→ **Text segment**:

■ ■ ■ ■ ■ ■ ■

We do not only keep executing our ongoing projects, especially in coordination with them, but also we are assisting and analyzing how to restart damaged facilities. Our clients in the Middle East are strong and reliable, and the message we have received from them is clear.
We want to complete the existing projects as fast as feasible and to launch together a massive volume of new investments. Let's now move to the second topic, impact in the existing project.
It is a fact that 2/3 of our current backlog is in the Middle East and somehow all the projects in the region are being affected. But it is a fact as well that only a limited number of projects, and I would say just 4, which are deep inside the construction phase are significantly impacted.
The amount of these 4 projects in our backlog is around EUR 1.5 billion. Main impacts obviously has to do with safety, logistics and site disruptions.
First, safety. We have impact because our own workforce in the area is close to 4,000 people, and we have implemented all available measures to protect them.
Second, logistics. Impacts come because the closure of Hormuz, has blocked the arrival of equipment and bulk material and has forced us to divert the transportation to alternative routes when possible.
As of today, 1,061 shipments have already been -- have already were about to be affected and some equipment, which impact in the critical path of the construction is not in the sites. And third, disruptions on sites because the difficulties to mobilize large construction teams to make them work efficiently under this scenario and the delay of arrival of equipment and work have slowed down the rhythm of execution.
Since the conflict started, clients have been collaborative and supportive. But above all, they have insisted in the need to accelerate the execution in the future to minimize schedule impact.
Although the conflict is not over yet, we are analyzing together with clients how to accelerate. And I wish to remind you now this kind of acceleration plans are not so unusual, and they were widely implemented by TR last year in the region.
But we have to be prudent. We have to be prudent.
And we have analyzed the potential final impact of the conflict in the 4 projects affected. Assuming hostilities will not resume and the Strait is open within this second quarter before June, before the end of June, we estimate the global impact will be in the range of EUR 40 million to EUR 50 million.
And we have booked a wide shot provision of EUR 45 million in our first quarter accounts. Now Juan will analyze how the project is giving us new opportunities for all around the world.
Juan Arburua
Okay. This current situation in the Middle East is somehow in fact, is accelerating all the structural trends in the energy sector, in our sector and accelerating some of the investments planned in some of the regions.
And I'm going to focus on 3 areas of business and regions. I'm going to focus on America, Power and Europe.
America, which you will see there are opportunities and they have to accelerate the oil and gas, LNG, power and midstream. Everything has to be accelerated and they're doing so.
Power, as there is a compulsory need to electrification. And Europe, because Europe more than ever is focused to reduce energy dependency, sustainability of fuels, focus on electrification and obviously, focus on decarbonization.
Let's start with America. This is one of the more visible trends of pipeline.
We're seeing new opportunities in multiple countries, including Canada, the United States, Panama, Venezuela and Argentina. And all of this translates into a very significant pipeline of about EUR 36 billion only in that region.
We focus in the United States. I think it's important to note that we just landed only 2 years ago -- and today, we're facing extremely important pipeline.

■ ■ ■ ■ ■ ■ ■

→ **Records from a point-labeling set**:
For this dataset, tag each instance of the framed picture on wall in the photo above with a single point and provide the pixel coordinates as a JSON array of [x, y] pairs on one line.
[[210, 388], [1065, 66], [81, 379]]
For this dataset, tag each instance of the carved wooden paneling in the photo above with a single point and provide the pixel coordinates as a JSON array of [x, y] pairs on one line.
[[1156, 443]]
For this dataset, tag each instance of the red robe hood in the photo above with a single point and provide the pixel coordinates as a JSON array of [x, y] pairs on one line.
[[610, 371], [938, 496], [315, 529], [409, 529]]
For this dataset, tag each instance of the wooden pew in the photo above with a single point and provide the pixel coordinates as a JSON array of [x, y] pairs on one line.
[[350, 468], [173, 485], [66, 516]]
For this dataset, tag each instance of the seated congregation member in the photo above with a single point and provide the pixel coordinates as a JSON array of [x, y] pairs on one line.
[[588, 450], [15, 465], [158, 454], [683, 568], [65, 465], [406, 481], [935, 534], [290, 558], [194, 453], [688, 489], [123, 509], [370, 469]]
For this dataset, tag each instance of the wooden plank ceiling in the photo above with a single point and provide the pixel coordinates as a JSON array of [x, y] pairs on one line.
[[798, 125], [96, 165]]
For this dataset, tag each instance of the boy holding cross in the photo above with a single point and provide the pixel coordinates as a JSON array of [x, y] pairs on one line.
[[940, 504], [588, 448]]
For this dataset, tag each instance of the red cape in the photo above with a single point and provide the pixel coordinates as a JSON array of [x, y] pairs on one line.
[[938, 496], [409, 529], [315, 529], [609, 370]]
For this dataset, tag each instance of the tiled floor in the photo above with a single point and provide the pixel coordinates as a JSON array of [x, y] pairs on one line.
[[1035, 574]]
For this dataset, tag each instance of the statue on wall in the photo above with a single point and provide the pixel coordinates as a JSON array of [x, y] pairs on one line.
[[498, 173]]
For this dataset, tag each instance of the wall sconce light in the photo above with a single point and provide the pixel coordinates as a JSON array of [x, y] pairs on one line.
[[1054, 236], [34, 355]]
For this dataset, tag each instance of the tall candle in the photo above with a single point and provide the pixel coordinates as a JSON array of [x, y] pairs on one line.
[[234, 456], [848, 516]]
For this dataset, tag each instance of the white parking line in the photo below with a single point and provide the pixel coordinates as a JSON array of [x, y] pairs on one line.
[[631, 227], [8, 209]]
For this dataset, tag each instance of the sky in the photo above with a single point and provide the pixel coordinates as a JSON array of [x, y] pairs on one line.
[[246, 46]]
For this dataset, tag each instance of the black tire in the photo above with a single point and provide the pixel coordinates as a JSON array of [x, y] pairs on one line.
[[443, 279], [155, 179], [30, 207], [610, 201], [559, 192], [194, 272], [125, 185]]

■ ■ ■ ■ ■ ■ ■

→ **Task brief**: Translate this sentence from the text on Middle East project impacts into Spanish: "Since the conflict started, clients have been collaborative and supportive." The items are not needed for any of the work on this page.

→ **Exercise solution**: Desde que comenzó el conflicto, los clientes han sido colaborativos y han brindado su apoyo.